:: Document excerpt ::
========================================================================
4 reasons Bud Dupree should never be compared to Jarvis Jones
As the Steelers season has come to an end, criticism from the fans towards individual players and coaches has started to come in. This is usual when the season ends short of expectations i.e. a Super Bowl win.
Some of the criticism is very understanding. However, there is one player that has been receiving a ton of criticism that doesn’t deserve it just yet. Although he may not have performed as well as people had hoped, outside linebacker Bud Dupree doesn’t deserve to be given up on yet.
The most atrocious criticisms of Dupree that people have been saying are that he is the same type of player as Jarvis Jones and/or Dupree, like Jones, is a bust.
With that being said, here are some reasons why Dupree is nowhere close to being the disappointment that Jones was.
It’s Still Too Early
Although people were also quick to label Jones as a bust before he left the Steelers for Arizona, Jones saw a lot more playing time earlier in his career than Dupree. Jones started eight games as a rookie and only recorded one sack. He then started seven games in his second season and all 15 games in his third season. In his final season with the Steelers, he started nine games.
Even with Jones starting and getting significant playing time during his four seasons with the Steelers, he never finished a season with more than two sacks.
Dupree just finished his third season with the Steelers. As a rookie Dupree only started five games and then only played in seven games in 2016 due to injury. The 2017 season was his first season as a full-time starter.
With that being said, we really haven’t seen enough of Dupree to determine how good he is truly going to be.
Dupree Has Been Much More Productive
As I just mentioned, Jones was a huge disappointment statistically during his time in Pittsburgh. One thing that a lot of people forget is that Jones was once mentioned as the top draft prospect in his class before being injured in his senior season at Georgia. When the Steelers landed him, many considered the pick a draft steal.
Those hopes were a letdown as Jones never finished a season with more than two sacks.
The one thing that Dupree and Jones have in common is that they were both drafted lower than they were projected. Growing up in Lexington as a Kentucky Wildcats fan, as well as a Steelers fan, I was beyond excited when Bud fell to the Steelers when many experts had him listed as a top ten pick.
========================================================================
:: Objective 1 ::
Sum up the Bud Dupree article in two sentences.
:: Objective 2 ::
Copy from the Bud Dupree article word for word, everything from "With that being said, here" down to "started nine games.".

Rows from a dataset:
========================================================================
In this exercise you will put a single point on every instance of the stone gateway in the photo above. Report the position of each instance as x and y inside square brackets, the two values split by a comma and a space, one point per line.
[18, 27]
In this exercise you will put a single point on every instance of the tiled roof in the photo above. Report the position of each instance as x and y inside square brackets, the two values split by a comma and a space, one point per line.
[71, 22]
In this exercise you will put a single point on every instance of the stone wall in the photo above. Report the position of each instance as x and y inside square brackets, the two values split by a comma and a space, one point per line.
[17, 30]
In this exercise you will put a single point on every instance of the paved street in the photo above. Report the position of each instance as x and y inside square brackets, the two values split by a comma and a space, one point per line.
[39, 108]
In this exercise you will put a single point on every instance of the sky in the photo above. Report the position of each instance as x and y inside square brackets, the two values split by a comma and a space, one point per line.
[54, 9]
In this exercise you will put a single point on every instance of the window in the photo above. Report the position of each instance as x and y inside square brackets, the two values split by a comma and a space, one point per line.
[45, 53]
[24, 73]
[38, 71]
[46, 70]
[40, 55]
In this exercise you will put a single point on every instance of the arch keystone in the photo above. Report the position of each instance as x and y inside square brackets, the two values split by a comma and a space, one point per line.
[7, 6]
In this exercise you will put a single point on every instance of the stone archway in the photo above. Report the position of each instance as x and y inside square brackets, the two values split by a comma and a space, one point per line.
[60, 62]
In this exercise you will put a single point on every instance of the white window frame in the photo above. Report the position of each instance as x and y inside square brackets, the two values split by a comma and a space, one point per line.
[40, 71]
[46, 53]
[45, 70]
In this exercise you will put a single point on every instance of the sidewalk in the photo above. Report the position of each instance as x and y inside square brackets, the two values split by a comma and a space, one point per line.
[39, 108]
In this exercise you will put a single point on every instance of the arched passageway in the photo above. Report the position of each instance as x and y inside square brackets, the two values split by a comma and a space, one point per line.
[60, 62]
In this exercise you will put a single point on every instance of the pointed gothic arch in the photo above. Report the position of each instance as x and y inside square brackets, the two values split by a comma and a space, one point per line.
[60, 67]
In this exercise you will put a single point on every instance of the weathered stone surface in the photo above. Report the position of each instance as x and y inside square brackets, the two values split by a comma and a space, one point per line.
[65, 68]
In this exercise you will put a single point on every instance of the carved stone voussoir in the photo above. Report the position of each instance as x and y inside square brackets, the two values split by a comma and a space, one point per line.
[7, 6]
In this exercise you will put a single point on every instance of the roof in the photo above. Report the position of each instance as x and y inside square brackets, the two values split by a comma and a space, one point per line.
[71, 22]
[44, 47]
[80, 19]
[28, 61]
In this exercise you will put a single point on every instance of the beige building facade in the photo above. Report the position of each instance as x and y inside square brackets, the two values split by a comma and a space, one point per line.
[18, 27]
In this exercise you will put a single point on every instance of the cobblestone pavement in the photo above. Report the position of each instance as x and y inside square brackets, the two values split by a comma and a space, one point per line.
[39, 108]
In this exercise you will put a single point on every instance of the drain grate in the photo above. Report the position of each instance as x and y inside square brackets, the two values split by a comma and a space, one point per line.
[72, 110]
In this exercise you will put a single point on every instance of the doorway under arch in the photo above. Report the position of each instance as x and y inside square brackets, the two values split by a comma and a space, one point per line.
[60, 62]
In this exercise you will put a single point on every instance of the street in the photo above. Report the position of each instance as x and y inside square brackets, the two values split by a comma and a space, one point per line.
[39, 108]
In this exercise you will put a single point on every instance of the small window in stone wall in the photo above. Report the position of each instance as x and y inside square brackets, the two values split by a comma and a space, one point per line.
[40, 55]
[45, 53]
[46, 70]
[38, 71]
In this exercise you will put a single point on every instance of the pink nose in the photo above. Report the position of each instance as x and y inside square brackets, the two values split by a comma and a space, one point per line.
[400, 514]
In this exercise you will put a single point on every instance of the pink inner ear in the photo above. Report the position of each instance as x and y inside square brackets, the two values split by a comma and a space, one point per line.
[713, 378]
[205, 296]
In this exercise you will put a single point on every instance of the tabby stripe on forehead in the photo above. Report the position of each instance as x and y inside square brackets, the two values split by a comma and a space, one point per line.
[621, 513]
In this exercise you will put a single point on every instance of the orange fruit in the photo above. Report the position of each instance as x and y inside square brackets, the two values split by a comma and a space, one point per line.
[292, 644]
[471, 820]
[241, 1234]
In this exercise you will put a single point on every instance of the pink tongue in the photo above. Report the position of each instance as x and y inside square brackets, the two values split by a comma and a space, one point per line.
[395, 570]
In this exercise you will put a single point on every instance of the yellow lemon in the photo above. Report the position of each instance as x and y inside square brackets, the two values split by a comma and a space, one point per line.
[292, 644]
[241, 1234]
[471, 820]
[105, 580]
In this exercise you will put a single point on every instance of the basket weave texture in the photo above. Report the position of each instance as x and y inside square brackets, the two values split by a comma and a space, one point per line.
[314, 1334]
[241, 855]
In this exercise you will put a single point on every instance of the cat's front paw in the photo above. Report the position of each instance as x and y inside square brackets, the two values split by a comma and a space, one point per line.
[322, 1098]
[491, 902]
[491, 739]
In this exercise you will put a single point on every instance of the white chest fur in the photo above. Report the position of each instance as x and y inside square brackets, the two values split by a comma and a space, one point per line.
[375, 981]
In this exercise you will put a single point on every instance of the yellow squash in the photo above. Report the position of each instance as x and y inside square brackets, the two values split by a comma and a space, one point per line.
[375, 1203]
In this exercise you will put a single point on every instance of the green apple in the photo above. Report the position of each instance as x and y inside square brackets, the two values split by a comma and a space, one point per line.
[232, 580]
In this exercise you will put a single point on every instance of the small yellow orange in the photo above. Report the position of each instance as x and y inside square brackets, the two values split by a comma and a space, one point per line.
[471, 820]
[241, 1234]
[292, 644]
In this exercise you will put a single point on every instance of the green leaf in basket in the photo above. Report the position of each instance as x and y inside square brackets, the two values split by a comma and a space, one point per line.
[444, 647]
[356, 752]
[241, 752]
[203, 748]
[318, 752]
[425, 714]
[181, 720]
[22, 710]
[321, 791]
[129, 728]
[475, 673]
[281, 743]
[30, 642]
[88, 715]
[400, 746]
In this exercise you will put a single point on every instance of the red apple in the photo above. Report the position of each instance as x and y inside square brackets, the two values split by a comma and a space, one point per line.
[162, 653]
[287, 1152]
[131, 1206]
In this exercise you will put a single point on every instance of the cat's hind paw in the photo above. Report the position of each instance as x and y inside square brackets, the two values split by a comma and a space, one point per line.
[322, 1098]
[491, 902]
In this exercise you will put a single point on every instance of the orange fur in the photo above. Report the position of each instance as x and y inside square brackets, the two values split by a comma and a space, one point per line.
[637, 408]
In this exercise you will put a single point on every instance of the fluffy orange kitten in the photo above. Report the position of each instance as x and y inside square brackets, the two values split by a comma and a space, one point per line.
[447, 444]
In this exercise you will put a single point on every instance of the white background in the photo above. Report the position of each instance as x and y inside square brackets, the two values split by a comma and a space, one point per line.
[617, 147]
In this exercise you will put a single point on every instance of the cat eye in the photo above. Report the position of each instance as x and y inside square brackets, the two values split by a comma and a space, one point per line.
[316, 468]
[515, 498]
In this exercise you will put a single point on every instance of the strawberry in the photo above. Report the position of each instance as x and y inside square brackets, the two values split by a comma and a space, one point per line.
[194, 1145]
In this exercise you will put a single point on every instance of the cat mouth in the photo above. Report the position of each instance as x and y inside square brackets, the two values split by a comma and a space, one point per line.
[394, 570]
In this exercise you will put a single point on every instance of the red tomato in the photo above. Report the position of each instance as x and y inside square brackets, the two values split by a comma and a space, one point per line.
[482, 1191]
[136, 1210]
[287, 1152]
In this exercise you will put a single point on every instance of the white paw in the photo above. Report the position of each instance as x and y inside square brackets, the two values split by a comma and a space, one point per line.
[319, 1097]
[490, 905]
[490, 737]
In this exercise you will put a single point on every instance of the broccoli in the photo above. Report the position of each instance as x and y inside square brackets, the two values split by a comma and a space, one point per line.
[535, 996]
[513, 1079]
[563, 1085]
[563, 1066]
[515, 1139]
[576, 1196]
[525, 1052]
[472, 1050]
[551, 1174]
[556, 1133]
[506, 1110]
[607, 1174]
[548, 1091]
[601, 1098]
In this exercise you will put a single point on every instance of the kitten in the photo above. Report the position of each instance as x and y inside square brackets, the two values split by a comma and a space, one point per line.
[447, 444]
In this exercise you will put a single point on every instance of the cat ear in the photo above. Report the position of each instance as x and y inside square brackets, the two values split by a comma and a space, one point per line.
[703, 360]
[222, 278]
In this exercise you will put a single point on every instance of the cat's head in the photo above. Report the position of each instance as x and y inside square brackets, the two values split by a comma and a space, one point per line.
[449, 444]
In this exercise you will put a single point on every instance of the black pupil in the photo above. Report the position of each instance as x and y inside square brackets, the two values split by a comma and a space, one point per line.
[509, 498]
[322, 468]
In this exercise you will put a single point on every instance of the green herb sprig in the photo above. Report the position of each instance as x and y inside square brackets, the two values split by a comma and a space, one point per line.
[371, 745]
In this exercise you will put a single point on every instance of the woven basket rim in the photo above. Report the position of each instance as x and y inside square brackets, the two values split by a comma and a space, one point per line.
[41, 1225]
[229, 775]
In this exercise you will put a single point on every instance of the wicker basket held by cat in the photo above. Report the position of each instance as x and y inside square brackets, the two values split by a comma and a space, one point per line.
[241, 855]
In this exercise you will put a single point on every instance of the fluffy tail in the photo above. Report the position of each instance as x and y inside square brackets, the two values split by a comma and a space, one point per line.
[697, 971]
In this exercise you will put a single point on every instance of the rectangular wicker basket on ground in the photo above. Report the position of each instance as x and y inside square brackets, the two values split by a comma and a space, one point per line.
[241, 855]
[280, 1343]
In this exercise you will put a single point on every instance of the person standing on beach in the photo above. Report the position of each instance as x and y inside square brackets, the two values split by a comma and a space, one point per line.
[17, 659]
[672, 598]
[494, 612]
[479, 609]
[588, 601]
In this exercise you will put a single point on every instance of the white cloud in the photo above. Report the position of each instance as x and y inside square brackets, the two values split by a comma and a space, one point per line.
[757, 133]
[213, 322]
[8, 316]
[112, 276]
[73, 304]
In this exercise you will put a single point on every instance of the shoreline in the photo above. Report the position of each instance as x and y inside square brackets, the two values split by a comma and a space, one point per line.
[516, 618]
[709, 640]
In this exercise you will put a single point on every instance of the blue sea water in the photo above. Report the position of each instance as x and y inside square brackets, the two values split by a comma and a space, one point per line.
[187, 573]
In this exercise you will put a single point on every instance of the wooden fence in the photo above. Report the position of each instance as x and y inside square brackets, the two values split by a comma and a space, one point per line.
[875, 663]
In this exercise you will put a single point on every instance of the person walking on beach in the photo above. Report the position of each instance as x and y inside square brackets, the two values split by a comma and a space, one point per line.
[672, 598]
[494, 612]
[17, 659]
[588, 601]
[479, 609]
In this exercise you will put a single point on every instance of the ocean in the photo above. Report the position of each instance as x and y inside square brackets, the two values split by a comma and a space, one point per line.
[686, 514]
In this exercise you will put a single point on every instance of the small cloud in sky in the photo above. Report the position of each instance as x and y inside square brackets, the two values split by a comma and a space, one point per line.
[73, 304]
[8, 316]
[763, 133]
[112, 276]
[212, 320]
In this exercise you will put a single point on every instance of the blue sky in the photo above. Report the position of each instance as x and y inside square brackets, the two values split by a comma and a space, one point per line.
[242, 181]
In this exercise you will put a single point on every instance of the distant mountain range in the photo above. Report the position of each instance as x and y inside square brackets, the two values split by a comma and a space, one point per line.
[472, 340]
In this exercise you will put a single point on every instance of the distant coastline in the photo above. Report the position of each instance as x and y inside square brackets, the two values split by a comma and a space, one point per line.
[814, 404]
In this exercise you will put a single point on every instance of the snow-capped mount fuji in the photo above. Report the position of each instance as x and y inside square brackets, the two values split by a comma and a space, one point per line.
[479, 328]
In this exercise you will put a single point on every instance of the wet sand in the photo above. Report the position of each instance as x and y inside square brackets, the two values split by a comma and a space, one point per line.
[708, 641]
========================================================================
:: Complete response 1 ::
After the Steelers' season ended, some fans have criticized outside linebacker Bud Dupree as the same kind of player as Jarvis Jones and a bust, but the article argues he doesn't deserve to be given up on yet. It notes that Jones started many games over four seasons without ever recording more than two sacks in a season, while 2017 was Dupree's first season as a full-time starter, so it's still too early to judge him.

:: Complete response 2 ::
With that being said, here are some reasons why Dupree is nowhere close to being the disappointment that Jones was.
It’s Still Too Early
Although people were also quick to label Jones as a bust before he left the Steelers for Arizona, Jones saw a lot more playing time earlier in his career than Dupree. Jones started eight games as a rookie and only recorded one sack. He then started seven games in his second season and all 15 games in his third season. In his final season with the Steelers, he started nine games.